* Start PASSAGE SHOWN *

We were able to get our LFS back up using the fix in LU-13189 and have been
stable since. But I'd still appreciate some help backing out of this.
* Is the "lfs setquota -p 1" the likely cause of our crash?
* If so:
* Why would it take 1 week to show up?
* What is the best way to reverse any ill effects the "lfs setquota -p
1" command may have caused?
* Should there be some protection in the lustre source for this?
-----Original Message-----
From: lustre-discuss <[email protected]> on behalf of
"Vicker, Darby J. (JSC-EG111)[Jacobs Technology, Inc.] via lustre-discuss"
<[email protected]>
Reply-To: "Vicker, Darby J. (JSC-EG111)[Jacobs Technology, Inc.]"
<[email protected]>
Date: Thursday, September 30, 2021 at 11:41 AM
To: Colin Faber via lustre-discuss <[email protected]>
Subject: [EXTERNAL] [lustre-discuss] ASSERTION( obj->oo_with_projid ) failed
Hello everyone,
We've run into a pretty nasty LBUG that took our LFS down. We're not
exactly sure the cause and could use some help. Its pretty much identical to
this:
https://jira.whamcloud.com/browse/LU-13189
One of our OSS's started crashing repeated last night. We are configured
with HA and tried failing over to its pair just to have that OSS crash in the
same way. We are in the process of doing the same thing mentioned in the above
LU to get back up and running but we'd like to try and fix this without the
#undef ZFS_PROJINHERIT if possible. A couple of months ago we updated our
servers to 2.14 – stock, no modifications – and we'd like to get back to stock
2.14 again if possible. Up until last night, our experience with 2.14 was
great – very stable compared to what we were running previously (very old 2.10)
and better performing. Our specific stack trace from the crash dump is below
if that helps. Our servers are running 3.10.0-1160.31.1.el7.x86_64. MDT and
OST's are both using ZFS (version 2.0).
There are two things that could have contributed to the crash.
First, about 1 week ago, we tried to use project quotas for the first time.
Without reading the lustre manual, I just tried to set a project quota as such:
lfs setquota -p 1 -b 307200 -B 309200 -i 10000 -I 11000 .
But it was pretty obvious that didn't work.
# lfs quota -p 1 /nobackup/
Unexpected quotactl error: Operation not supported
Disk quotas for prj 1 (pid 1):
Filesystem kbytes quota limit grace files quota limit
grace
/nobackup/ [0] [0] [0] - [0] [0] [0]
-
Some errors happened when getting quota info. Some devices may be not
working or deactivated. The data in "[]" is inaccurate.
#
Then, after reading section 25.2 in the lustre manual
(https://doc.lustre.org/lustre_manual.xhtml#enabling_disk_quotas), I saw that
zfs version >=0.8 with kernel version < 4.5 requires a patched kernel. So I
just moved on figuring project quotas would not work since we are using the
stock kernel. But it now it appears this might be the cause of our problem.

* End PASSAGE SHOWN *

GIVEN INSTRUCTION 1:
Rewrite the paragraph of the Lustre crash thread that begins "One of our OSS's started crashing" as a short bulleted list that keeps its main facts.
GIVEN INSTRUCTION 2:
Go on writing the Lustre crash thread, starting right after its final sentence.

* Start DATA EXTRACT *

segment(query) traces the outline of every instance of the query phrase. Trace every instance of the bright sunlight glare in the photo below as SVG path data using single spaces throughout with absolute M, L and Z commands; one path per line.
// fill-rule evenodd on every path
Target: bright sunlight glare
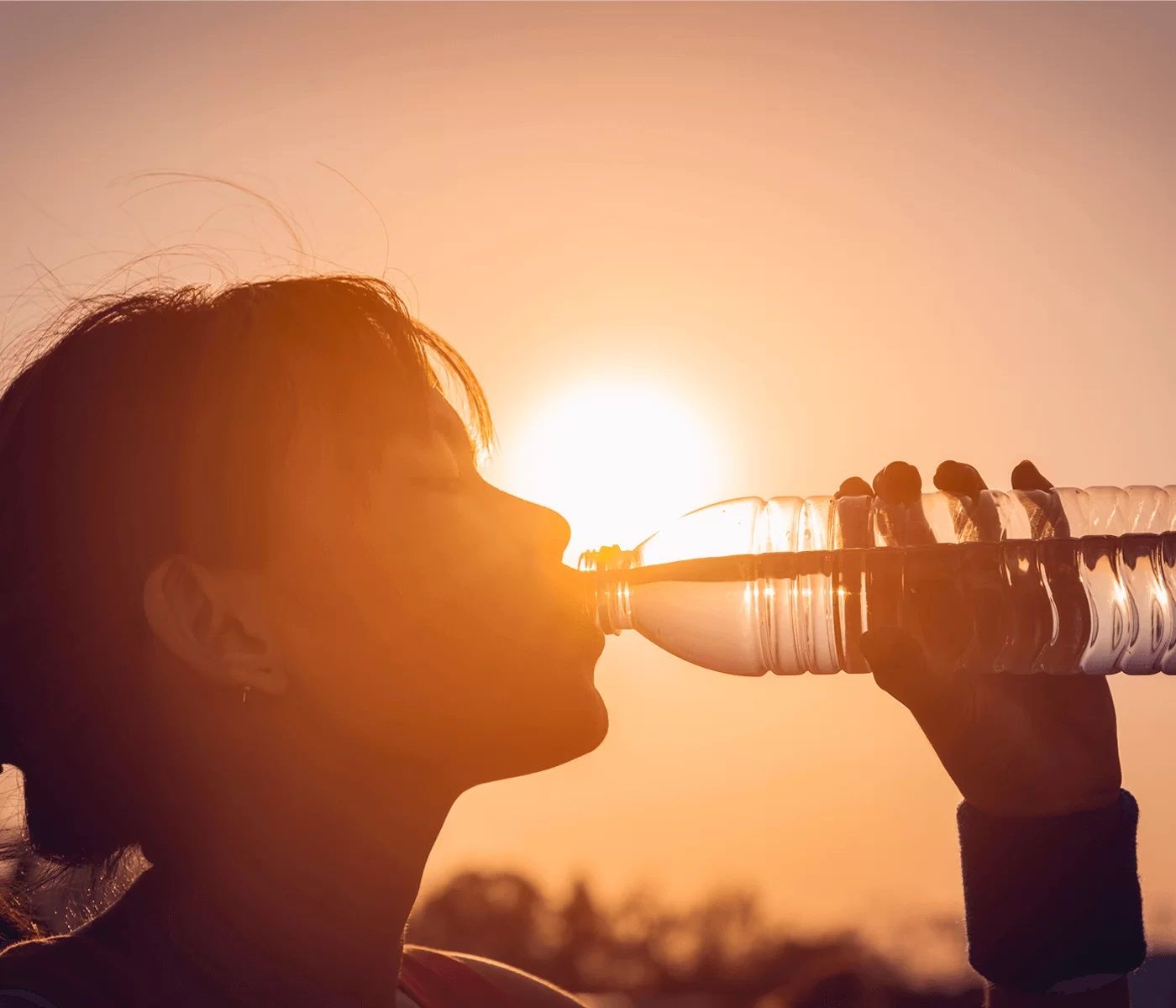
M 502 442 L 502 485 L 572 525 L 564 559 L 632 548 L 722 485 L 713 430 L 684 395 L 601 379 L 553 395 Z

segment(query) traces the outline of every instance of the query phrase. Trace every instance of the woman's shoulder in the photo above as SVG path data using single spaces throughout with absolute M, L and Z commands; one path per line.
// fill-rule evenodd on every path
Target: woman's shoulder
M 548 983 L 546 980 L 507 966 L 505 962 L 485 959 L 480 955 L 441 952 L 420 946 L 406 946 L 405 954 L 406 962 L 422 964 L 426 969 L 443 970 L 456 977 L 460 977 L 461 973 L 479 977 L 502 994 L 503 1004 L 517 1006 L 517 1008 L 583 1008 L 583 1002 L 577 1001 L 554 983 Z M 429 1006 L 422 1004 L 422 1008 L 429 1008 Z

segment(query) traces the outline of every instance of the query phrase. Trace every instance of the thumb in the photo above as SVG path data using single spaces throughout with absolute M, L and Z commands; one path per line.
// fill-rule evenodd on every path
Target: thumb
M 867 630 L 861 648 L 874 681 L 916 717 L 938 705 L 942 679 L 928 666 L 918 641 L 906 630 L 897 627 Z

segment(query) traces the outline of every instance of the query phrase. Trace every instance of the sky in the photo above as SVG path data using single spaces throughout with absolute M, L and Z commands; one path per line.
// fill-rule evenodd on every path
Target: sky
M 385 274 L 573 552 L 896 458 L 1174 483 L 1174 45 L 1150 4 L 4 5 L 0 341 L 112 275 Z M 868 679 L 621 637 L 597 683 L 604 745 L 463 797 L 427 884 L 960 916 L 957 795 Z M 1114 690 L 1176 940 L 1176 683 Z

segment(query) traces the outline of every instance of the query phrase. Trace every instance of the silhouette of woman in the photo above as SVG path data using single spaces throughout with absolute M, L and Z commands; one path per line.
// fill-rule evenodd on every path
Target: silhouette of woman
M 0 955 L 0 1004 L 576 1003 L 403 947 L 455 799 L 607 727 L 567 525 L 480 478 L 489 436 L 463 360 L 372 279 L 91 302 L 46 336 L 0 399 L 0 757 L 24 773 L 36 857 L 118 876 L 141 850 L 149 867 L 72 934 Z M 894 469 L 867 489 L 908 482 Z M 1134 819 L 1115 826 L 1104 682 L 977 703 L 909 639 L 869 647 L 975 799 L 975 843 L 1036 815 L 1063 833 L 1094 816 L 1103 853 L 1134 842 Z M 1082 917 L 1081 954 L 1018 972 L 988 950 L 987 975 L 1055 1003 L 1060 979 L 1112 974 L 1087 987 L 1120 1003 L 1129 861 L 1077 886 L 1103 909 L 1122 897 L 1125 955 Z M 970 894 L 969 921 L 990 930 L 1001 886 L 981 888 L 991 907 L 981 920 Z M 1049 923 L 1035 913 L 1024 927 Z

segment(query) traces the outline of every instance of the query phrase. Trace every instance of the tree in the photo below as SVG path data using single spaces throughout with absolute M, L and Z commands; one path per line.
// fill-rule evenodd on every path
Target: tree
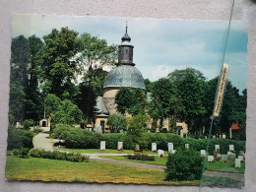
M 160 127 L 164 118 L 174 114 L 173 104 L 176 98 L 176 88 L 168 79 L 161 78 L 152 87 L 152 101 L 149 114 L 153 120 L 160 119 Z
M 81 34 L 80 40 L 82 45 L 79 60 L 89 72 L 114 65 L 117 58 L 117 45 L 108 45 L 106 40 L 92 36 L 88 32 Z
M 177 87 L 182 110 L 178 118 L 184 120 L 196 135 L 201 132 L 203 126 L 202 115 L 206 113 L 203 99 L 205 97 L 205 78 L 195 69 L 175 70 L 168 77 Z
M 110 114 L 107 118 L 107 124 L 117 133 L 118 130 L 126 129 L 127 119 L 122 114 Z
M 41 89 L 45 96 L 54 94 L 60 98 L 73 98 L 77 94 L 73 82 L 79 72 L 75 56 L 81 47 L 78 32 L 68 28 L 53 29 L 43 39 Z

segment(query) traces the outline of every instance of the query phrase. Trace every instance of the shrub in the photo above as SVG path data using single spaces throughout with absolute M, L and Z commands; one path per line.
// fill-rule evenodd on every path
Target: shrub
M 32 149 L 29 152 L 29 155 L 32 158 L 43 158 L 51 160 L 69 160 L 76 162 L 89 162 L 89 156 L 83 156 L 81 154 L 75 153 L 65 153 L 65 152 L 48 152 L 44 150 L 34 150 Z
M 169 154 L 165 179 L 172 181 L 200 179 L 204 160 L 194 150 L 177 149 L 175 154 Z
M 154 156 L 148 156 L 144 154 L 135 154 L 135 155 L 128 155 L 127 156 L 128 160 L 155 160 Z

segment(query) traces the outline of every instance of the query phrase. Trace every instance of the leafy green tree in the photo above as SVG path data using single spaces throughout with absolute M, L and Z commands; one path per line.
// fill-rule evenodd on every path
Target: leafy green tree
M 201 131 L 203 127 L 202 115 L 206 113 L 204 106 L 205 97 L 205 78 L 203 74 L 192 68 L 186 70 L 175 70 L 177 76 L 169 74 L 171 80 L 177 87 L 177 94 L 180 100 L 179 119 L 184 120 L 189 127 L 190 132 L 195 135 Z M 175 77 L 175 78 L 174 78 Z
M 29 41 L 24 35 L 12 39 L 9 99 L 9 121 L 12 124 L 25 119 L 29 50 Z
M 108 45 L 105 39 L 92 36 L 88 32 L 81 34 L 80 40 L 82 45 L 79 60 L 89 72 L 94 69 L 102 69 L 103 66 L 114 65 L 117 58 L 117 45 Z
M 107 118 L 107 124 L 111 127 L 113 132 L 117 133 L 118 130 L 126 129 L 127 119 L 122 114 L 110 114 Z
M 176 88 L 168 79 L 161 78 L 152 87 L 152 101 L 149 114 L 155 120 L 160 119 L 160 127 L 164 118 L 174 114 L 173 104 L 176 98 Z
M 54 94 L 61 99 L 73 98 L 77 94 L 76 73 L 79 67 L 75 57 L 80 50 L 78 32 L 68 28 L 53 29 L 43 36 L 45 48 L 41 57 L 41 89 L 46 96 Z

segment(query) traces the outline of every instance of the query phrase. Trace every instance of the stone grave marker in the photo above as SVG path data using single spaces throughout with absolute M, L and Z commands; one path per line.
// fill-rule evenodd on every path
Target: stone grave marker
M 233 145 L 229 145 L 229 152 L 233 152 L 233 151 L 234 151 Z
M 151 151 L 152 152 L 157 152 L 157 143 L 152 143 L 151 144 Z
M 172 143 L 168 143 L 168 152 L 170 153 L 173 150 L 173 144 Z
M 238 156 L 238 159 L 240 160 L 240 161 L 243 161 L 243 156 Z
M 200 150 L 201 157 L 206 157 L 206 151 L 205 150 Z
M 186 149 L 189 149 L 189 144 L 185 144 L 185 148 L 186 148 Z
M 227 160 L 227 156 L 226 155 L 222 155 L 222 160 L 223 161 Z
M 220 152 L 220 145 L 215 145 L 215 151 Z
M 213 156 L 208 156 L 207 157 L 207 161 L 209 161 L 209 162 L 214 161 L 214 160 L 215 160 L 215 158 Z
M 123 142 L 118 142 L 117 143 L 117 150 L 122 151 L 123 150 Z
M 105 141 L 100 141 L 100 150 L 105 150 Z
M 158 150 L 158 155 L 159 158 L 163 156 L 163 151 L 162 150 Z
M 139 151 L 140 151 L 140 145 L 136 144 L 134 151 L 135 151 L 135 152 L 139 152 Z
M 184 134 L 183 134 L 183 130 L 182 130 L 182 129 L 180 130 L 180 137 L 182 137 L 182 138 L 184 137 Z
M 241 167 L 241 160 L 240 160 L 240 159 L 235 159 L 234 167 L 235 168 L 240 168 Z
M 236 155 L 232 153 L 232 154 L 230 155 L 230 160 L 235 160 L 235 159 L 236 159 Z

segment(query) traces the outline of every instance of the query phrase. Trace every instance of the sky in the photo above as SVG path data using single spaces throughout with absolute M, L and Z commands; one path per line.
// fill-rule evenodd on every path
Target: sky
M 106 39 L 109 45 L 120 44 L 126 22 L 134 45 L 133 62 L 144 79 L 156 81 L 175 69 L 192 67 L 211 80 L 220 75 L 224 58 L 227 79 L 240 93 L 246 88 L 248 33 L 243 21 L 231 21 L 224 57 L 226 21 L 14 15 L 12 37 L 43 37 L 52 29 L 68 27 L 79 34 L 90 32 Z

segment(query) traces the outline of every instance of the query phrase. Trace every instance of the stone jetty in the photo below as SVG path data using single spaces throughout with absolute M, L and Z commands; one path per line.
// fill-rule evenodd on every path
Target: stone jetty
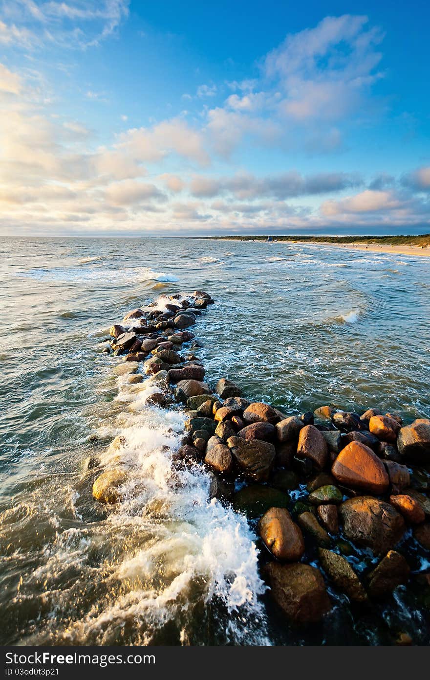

* End DATA EXTRACT *
* Start DATA EXTRACT *

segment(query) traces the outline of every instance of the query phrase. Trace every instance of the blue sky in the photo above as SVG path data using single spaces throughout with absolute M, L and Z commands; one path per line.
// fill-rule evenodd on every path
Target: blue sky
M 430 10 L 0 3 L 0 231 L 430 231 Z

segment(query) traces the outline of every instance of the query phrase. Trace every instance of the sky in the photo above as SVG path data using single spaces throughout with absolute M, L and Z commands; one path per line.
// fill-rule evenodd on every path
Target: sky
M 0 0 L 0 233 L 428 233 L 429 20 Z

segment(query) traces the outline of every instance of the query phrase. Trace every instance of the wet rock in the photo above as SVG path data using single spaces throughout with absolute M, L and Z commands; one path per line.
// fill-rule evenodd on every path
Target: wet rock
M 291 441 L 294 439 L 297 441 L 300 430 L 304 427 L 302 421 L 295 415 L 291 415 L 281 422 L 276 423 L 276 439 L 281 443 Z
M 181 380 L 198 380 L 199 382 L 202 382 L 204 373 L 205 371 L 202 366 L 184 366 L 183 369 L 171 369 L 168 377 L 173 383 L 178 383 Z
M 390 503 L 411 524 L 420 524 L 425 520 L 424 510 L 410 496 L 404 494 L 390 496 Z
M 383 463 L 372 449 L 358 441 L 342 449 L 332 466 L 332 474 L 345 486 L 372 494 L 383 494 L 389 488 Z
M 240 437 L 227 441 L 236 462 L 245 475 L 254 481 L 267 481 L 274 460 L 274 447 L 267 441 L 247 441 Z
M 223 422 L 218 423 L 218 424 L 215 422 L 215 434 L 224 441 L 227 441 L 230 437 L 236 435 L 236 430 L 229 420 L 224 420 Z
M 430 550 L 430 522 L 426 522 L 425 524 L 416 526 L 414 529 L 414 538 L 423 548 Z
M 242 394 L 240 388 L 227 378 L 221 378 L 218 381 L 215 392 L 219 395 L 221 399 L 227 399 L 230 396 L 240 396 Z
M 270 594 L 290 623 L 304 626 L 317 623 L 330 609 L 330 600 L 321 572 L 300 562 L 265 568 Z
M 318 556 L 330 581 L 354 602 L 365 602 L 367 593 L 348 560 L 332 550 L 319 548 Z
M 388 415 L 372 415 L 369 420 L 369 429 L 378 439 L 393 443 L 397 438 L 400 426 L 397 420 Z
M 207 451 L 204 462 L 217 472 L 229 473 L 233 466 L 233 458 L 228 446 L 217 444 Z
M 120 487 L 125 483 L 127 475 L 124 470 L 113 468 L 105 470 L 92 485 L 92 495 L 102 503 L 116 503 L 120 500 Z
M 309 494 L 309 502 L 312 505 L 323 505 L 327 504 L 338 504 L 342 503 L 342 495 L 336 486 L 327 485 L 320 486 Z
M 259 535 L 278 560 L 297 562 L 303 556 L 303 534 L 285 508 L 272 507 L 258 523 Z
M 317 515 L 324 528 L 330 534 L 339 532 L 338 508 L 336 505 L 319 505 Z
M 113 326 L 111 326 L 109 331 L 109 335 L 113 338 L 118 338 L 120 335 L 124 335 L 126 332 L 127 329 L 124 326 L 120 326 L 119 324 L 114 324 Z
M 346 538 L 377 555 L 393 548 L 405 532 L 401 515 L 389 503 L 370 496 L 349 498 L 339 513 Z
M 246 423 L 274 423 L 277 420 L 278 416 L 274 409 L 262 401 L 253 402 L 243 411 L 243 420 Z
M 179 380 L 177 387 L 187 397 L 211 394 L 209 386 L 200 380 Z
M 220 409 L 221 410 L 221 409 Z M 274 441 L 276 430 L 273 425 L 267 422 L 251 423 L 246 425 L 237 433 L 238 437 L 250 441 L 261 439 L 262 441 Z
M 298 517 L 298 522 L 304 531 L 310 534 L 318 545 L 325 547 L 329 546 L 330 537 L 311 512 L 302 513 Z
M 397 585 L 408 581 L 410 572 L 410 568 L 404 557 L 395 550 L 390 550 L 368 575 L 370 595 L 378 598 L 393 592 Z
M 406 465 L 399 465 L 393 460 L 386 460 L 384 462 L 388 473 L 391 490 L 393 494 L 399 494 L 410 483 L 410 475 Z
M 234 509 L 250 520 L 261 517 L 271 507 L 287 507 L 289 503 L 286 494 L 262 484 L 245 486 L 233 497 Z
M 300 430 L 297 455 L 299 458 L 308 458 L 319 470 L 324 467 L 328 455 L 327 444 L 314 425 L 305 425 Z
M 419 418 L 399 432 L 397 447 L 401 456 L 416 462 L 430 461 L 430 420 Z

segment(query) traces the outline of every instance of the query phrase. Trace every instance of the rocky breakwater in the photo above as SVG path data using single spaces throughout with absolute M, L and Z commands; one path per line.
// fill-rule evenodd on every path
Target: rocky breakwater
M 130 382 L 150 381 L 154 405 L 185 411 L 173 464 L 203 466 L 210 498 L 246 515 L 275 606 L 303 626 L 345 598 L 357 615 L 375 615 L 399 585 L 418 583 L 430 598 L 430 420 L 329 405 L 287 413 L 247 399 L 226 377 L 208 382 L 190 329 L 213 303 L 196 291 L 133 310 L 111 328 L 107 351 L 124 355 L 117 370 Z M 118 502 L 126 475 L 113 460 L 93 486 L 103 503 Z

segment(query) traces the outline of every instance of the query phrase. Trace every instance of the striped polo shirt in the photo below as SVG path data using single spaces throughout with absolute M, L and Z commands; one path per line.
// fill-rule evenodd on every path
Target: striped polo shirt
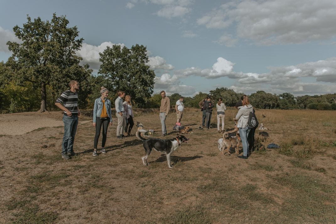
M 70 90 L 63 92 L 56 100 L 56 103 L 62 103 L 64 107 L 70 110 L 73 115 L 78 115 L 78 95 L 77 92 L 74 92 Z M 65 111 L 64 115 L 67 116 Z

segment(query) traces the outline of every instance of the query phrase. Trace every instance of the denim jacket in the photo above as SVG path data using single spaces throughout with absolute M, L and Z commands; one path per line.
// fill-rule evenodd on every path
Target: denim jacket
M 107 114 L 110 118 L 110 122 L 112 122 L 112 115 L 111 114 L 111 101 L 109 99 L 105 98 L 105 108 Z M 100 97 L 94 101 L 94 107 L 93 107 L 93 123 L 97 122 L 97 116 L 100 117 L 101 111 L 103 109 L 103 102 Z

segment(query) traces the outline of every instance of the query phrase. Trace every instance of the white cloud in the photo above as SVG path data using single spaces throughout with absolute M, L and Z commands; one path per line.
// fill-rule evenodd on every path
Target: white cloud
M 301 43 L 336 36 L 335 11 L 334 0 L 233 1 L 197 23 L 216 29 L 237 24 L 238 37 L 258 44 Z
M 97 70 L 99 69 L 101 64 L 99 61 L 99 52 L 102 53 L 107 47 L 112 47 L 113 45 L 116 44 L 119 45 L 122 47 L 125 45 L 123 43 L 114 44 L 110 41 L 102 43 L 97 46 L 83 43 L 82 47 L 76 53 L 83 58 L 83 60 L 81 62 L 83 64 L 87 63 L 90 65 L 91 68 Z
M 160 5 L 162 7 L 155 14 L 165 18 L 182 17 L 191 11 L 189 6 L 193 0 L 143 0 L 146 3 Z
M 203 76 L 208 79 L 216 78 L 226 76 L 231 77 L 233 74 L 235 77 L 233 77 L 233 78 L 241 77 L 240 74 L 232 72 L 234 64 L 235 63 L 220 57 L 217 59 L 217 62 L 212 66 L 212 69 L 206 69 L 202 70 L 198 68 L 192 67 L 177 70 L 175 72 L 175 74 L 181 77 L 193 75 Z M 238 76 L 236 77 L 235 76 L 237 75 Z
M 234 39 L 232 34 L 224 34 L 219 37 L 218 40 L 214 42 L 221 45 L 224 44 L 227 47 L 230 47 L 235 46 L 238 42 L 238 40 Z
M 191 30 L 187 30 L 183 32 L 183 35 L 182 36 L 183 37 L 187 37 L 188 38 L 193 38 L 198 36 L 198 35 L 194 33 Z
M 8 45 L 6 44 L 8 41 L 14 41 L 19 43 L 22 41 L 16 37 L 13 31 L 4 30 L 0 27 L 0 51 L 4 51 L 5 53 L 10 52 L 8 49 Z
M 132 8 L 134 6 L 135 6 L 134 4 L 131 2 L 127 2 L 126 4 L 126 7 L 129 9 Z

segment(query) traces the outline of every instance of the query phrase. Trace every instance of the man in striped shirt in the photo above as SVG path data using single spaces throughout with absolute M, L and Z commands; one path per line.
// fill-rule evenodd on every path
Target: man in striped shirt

* End DATA EXTRACT *

OUTPUT 1:
- One OSS began crashing repeatedly the previous night.
- The setup uses HA, but failing over to the paired OSS made that server crash the same way.
- The team is applying the workaround from LU-13189 to get running again, but would prefer a fix without the #undef ZFS_PROJINHERIT.
- The servers were upgraded to stock, unmodified Lustre 2.14 a couple of months earlier, and the team wants to return to stock 2.14.
- Until the crash, 2.14 had been very stable and performed better than the very old 2.10 they ran before.
- The stack trace from the crash dump is offered.
- The servers run kernel 3.10.0-1160.31.1.el7.x86_64, and the MDT and OSTs both use ZFS version 2.0.

OUTPUT 2:
As of right now, I see this in the zfs properties for our metadata filesystem.
[root@hpfs-fsl-mds0 ~]# zpool get all mds0-0-new | grep proj
mds0-0-new feature@project_quota active
local
[root@hpfs-fsl-mds0 ~]#
Several questions come to mind.
* Is this the likely cause of our crash?
* Why would it take 1 week to show up?
* What is the best way to reverse any ill effects the "lfs setquota -p 1"
command may have caused?
The second possible contributor is related to some maintenance we just
finished on the metadata server yesterday morning. After the update to 2.14
(and zfs update from 0.7 to 2.0), we got this message from "zpool status" on
our mdt pool:
pool: mds0-0
state: ONLINE
status: One or more devices are configured to use a non-native block size.
Expect reduced performance.
action: Replace affected devices with devices that support the
configured block size, or migrate data to a properly configured
pool.
scan: scrub repaired 0B in 1 days 17:49:23 with 0 errors on Fri Jul 9
21:03:24 2021
config:
NAME STATE READ WRITE CKSUM
mds0-0 ONLINE 0 0 0
mirror-0 ONLINE 0 0 0
mpathm ONLINE 0 0 0 block size: 512B configured,
4096B native
mpathn ONLINE 0 0 0 block size: 512B configured,
4096B native
mirror-1 ONLINE 0 0 0
mpatho ONLINE 0 0 0 block size: 512B configured,
4096B native
mpathp ONLINE 0 0 0 block size: 512B configured,
4096B native
mirror-2 ONLINE 0 0 0
mpathq ONLINE 0 0 0 block size: 512B configured,
4096B native
mpathr ONLINE 0 0 0 block size: 512B configured,
4096B native
mirror-3 ONLINE 0 0 0
mpaths ONLINE 0 0 0 block size: 512B configured,
4096B native
mpatht ONLINE 0 0 0 block size: 512B configured,
4096B native
mirror-4 ONLINE 0 0 0
mpathu ONLINE 0 0 0 block size: 512B configured,
4096B native
mpathv ONLINE 0 0 0 block size: 512B configured,
4096B native
mirror-5 ONLINE 0 0 0
mpathw ONLINE 0 0 0 block size: 512B configured,
4096B native
mpathx ONLINE 0 0 0 block size: 512B configured,
4096B native
This is related to the SSD's we are using for the MDT. The physical block
size is 4k (ashift=12) but the logical block size is 0.5k (ashift=9).
Apparently, the old version of zfs (under which the original pool was built)
picked ashift=9 but after the update zfs 2.0 was telling us we should be using
the larger block size to match the physical block size of these drives.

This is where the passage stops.